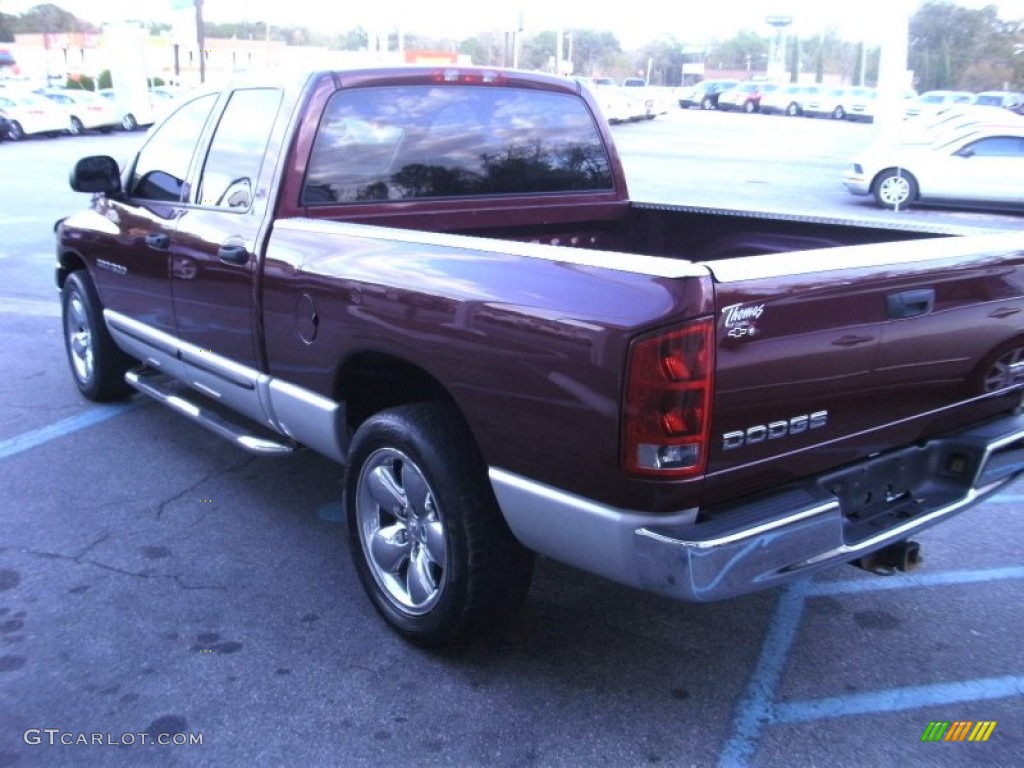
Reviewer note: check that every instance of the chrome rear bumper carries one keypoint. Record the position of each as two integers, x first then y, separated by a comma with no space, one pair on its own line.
753,545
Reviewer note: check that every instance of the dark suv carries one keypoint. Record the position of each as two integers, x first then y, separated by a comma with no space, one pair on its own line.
705,94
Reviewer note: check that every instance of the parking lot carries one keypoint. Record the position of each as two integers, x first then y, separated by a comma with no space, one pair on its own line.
154,581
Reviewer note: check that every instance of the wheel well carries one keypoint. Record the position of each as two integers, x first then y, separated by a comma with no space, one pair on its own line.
893,169
371,382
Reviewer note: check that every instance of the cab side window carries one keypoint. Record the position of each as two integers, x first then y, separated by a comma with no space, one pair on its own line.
237,152
163,164
453,141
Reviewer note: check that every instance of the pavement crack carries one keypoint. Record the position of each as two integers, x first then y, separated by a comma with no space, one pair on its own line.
79,559
205,478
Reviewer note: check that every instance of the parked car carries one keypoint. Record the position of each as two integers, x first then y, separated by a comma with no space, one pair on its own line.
931,101
955,120
129,119
827,101
705,94
860,101
744,96
85,111
1007,99
786,100
981,167
864,102
616,105
29,114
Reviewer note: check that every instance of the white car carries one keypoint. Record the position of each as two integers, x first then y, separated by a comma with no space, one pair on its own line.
828,101
788,99
615,105
955,120
932,101
86,111
981,167
29,114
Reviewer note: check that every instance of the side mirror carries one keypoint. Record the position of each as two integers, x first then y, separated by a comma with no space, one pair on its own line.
98,173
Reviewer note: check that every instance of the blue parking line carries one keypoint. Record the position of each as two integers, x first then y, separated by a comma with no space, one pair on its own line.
909,581
754,710
62,428
758,710
897,699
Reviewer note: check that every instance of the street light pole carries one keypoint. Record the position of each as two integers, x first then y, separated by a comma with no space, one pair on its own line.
201,41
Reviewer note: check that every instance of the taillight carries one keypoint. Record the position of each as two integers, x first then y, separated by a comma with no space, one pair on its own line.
667,412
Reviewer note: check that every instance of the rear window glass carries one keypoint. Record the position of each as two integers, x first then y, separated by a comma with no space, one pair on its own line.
449,141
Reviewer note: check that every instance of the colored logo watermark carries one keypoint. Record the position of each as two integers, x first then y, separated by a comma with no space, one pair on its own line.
958,730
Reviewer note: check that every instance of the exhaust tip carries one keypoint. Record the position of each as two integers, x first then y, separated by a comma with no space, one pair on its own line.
902,556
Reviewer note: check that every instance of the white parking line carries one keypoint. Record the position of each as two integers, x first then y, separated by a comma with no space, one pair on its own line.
30,307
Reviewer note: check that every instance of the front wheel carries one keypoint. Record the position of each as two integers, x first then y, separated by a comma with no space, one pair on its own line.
97,365
429,542
895,188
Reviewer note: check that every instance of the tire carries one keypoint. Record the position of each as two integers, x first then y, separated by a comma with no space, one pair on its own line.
428,540
895,188
97,366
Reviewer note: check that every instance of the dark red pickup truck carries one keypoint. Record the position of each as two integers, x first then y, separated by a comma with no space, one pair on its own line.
436,278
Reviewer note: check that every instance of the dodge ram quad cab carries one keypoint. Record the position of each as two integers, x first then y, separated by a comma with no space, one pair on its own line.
436,278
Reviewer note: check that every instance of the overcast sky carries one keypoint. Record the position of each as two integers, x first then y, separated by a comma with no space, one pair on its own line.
633,25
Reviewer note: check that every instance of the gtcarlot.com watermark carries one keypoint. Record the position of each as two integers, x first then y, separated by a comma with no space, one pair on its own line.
56,736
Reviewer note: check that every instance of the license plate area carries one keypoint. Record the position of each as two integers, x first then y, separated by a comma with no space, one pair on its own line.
890,489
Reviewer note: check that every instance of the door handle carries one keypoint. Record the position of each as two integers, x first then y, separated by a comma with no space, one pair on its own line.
160,242
852,341
910,303
235,255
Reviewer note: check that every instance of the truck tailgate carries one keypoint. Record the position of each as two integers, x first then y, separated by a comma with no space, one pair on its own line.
826,356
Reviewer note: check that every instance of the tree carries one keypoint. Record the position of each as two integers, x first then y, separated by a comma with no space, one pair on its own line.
747,50
7,27
666,58
50,18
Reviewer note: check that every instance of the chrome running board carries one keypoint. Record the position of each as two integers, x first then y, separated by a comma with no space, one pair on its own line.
175,395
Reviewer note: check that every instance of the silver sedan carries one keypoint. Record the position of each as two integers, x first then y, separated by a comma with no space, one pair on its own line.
981,167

■ ■ ■ ■

> [WRITTEN EXERCISE]:
Repeat the data exactly, excluding the pictures.

> [SOLVED PROBLEM]:
Reviewer note: check that every instance of the chrome rear bumper carries one keypoint. Record the position of each as two integers, x first then y, separated by a comma with no space, one pair on its own line.
753,545
Reviewer note: check that every instance of the dark suv carries one keypoint. Record the position of each as two integers, x first then y, separated by a comma with no space, one pair on its own line.
705,94
Reviewer note: check that every instance of the parking lot carries one keypoint. Record the position of each as two integers, x first then y, separated by a comma with no space, one pair on its own line.
154,581
Reviewer note: check that every instance of the wheel well carries one keypoint. Record the position of each as two integers, x first then y, separated by a comma with no space, one pair on its own line.
893,169
371,382
Reviewer note: check that every instance of the cab side window carries one keypoint. Record the position of each as two integers, x first then y, separated by a comma with no space, one pair on its own line.
237,152
163,164
453,141
Reviewer note: check that every instance of the pavement crack carries one keypoint. Record the position of each as two integers, x first then y, separated by a comma with no space, one pair on its own line.
79,559
205,478
Reviewer note: check that every instance of the parked car carries one keypoint. Record the position of each as two integers, x first then y, separated by a comma with no space, one pair on its own line.
931,101
955,120
129,119
827,101
705,94
860,101
744,96
85,111
1007,99
786,100
981,167
864,102
616,105
29,114
Reviewer note: check that every instance of the white car carries one keypoint. Record the position of each as two integers, x first then y, separated by a comma with no space, one pair on its own line.
828,101
788,99
615,105
955,120
932,101
86,111
981,167
29,114
Reviewer note: check that every instance of the side mirror carries one keypoint. Record the position of each as two integers, x first then y, separated by a comma with no space, one pair on its own line.
98,173
Reviewer note: check that every instance of the blue parking line carries one keypoint. Record the position of each as two integers, x first then y, separated by a comma with no space, one pair on its own line.
909,581
754,710
62,428
758,710
897,699
Reviewer note: check that every instance of the street light pole carries one keypoint. Record the position of each as two integers, x first then y, separated by a comma with no space, one pair on its own line.
201,41
Reviewer note: check that every instance of the taillight carries one keypoint. Record the position of each as two integers, x first then y, separated by a comma with no space, one pair on its own line.
667,412
Reviewer note: check that every instance of the rear window glass carries one keypoint. Record the position of each as two integers, x first then y, separated by a comma with no space, one pair on its own line.
449,141
Reviewer note: check that every instance of the colored logo watermark carries one keypoint. Record the position of each as two integers, x first then y, separated by a comma with no space, one pair on its own line.
958,730
Reviewer note: check that every instance of the exhaust tip carries one keypoint. Record the position of each as two integers, x first then y, separated by a comma with no space, one pair on its own line.
902,556
Reviewer note: check that every instance of the white parking line carries one keypoint. Record the position of each as two integers, x first then y, separated by a comma with no space, one pair on its own line.
30,307
Reviewer note: check that every instance of the front wheel carries one keypoint. Record the position of each as two integers, x first then y, separated by a comma with no space, one pair on its own line.
97,365
429,542
895,188
Reviewer note: check that every instance of the tire carries one keypoint. Record the position of each as two integers, x first then y, separated by a comma with no space, one pair on its own line.
428,540
895,188
97,366
Reviewer note: check that every instance of the dark red pickup truck carries one keypoint. Record the position of each as two integers, x first then y, separated by a comma with no space, one pair on its own line.
436,278
Reviewer note: check that every instance of the dodge ram quad cab carries one keypoint. Record the position of each as two integers, x first then y, separated by a comma with no space, one pair on its own line.
436,278
Reviewer note: check that every instance of the overcast sky carries one keypoint. Record the position of each as two integers, x first then y, separated by a comma with no space, one pair on its own line.
633,25
Reviewer note: check that every instance of the gtcarlot.com watermark carries one keypoint. Record the position of each as two integers, x first then y, separated by a comma with no space, one pair on its own line.
56,736
Reviewer note: check that every instance of the license plate area carries one keypoint. Record the position of each as two integers, x first then y, separated by a comma with no space, one pair on its own line.
890,489
Reviewer note: check that every instance of the door handle carries one keypoint. Record the position of each as two integers, x first then y, separated by a comma with no space, one pair on its own line.
160,242
852,341
910,303
235,255
Reviewer note: check that every instance of the truck tailgate carries one keypoint. Record the position of each as two integers, x first then y, separated by a comma with no space, one pair on its own line.
826,356
Reviewer note: check that every instance of the tree carries one keypoint. Record the position of each as two integers, x first then y, separated by a comma with no space, one pair on its own line.
747,50
7,27
666,58
50,18
Reviewer note: check that every instance of the chrome running board carries one keypoint. Record the position of each as two integers, x first then y, separated by a comma with no space, one pair on its own line.
175,395
Reviewer note: check that every instance of the silver sedan carries one keypoint. Record the position of each as two integers, x first then y, separated by a comma with no space, one pair on its own line.
981,167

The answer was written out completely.